- _TO DO_:
1. Repeat word for word the part of the piece on adapting to change from "As babies we" to "of our days.".
2. Carry on the piece on adapting to change, starting right after its final sentence.

- _DOCUMENT_:
--*--

It is not the strongest of the species that survive nor the most intelligent, but the ones most responsive to change. Charles Darwin

As babies we are delivered into a world of constant change, one that is entirely strange and unknown to us. We begin with no awareness of the skills we will need to make sense of the time and space we will inhabit, yet we all grow up. In fact we learn and adapt more in these early years than we do during the rest of our days.

So why, as we grow up we lose this ability to embrace and deal with change?

Somewhere during the process of maturation, going through education and then heading to work, change ceases to be internal and becomes an external force. At least this is how we perceive it.

We think change is something that only happens when we are told to change or forced to change.

We never stop changing but how we react to it determines whatever we feel about it, good or bad. We tend to be comfortable with change if we believe we are in control of it, and if we think it is for our own good. Yet we resent change if we think it is not going to benefit us, we have not chosen to be involved in it or that we have no control over it.

A starting point for analyzing our personal response to change is to understand that it grows directly out of our own experiences and it is affected by those turning points in our lives when we have undergone significant switches.

In our lives we embrace easily many turning points and big changes – marriages, new homes, new technologies, and new job duties. However some behaviors are almost intractable. Smokers keep smoking; kids get fatter and so forth. So there are harder changes and easier changes as well as fear of change is often a result of imagined consequences rather than reality.

The psychology that underlies the changing of behaviors is complex. A description of it can be found in the Stages of Change Model developed by Prochaska and Di Clemente. Though originally developed in the context of smoking cessation, its five stages actually describe the process by which all behaviors change.

The Stages:

  1. Precontemplation. In this stage, we've either literally never thought about needing to change a particular behavior or we've never thought about it seriously. Often we receive ideas about things we might need to change from others—family, friends, doctors—but react negatively by reflex. After all, we're usually quite happy with our current stable of habits (if we weren't, we wouldn't have them in the first place). However, if we can find our way to react more openly to these messages, we might find some value in them. Remember, they aren't sent with the intent to harm.

--*--

- _DATA EXTRACT_:
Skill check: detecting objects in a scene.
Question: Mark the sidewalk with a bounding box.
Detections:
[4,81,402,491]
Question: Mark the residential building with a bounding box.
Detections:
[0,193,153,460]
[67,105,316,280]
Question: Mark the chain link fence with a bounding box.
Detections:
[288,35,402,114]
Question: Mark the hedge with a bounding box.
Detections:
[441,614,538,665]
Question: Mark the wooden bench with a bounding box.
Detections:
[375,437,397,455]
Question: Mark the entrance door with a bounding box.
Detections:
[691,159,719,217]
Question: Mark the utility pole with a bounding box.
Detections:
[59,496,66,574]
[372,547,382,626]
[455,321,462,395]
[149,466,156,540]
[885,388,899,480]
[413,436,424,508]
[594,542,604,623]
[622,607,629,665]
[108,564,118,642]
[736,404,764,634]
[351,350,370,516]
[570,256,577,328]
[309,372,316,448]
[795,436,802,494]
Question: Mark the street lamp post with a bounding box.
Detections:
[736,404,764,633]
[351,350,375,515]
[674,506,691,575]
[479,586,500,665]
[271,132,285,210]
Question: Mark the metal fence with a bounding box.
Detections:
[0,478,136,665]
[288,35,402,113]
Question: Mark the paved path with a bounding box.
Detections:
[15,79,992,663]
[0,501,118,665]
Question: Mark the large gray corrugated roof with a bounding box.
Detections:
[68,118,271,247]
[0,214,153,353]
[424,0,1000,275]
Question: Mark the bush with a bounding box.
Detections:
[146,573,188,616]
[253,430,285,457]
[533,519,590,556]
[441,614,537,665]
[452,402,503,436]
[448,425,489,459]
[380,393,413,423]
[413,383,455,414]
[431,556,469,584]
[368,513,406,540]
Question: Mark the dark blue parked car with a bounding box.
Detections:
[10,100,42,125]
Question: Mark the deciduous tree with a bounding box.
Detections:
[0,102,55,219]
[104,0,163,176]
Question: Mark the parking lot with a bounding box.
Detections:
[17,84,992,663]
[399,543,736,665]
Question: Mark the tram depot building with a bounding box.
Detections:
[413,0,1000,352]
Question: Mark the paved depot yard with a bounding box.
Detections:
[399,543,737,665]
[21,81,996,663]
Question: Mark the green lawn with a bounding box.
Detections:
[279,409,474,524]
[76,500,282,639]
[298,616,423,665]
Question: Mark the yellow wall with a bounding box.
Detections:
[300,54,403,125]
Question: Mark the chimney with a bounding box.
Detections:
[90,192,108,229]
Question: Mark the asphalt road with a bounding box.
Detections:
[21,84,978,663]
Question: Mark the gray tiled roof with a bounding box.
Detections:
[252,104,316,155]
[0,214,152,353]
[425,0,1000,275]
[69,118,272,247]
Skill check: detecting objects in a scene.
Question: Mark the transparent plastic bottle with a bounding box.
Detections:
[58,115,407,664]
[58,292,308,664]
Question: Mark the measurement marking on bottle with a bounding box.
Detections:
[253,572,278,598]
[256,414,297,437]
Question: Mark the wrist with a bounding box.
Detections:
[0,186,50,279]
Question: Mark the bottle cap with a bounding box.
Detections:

--*--

- _ANSWERS GIVEN_:
1.
As babies we are delivered into a world of constant change, one that is entirely strange and unknown to us. We begin with no awareness of the skills we will need to make sense of the time and space we will inhabit, yet we all grow up. In fact we learn and adapt more in these early years than we do during the rest of our days.

2.
  2. Contemplation. Here we've begun to actively think about the need to change a behavior, to fully wrap our minds around the idea. This stage can last anywhere from a moment—to an entire lifetime. What exactly causes us to move from this stage to the next is always the change of an idea ("exercise is important") into a deeply held belief ("I need to exercise"). What exactly causes this change, however, is different for everyone and largely unpredictable. What we think will produce this change isn't often what does. For example, it may not be the high cholesterol that gets the overweight man to begin exercising but rather his inability to keep up with his wife when they go shopping. This is the stage in which obstacles to change tend to rear their ugly heads. If you get stuck here, as many often do, seek another way to think about the value of the change you're contemplating.
  3. Determination. In this stage, we begin preparing ourselves mentally and often physically for action. The smoker may throw out all her cigarettes. The couch potato may join a gym. We pick quit days. We schedule start days. This mustering of a determination is the culmination of the decision to change and fuels the engine that drives you to your goal.
  4. Action. And then we start. We wake up and take a power walk. Or go to the gym. Or stop smoking. Wisdom—in the form of behavior—finally manifests.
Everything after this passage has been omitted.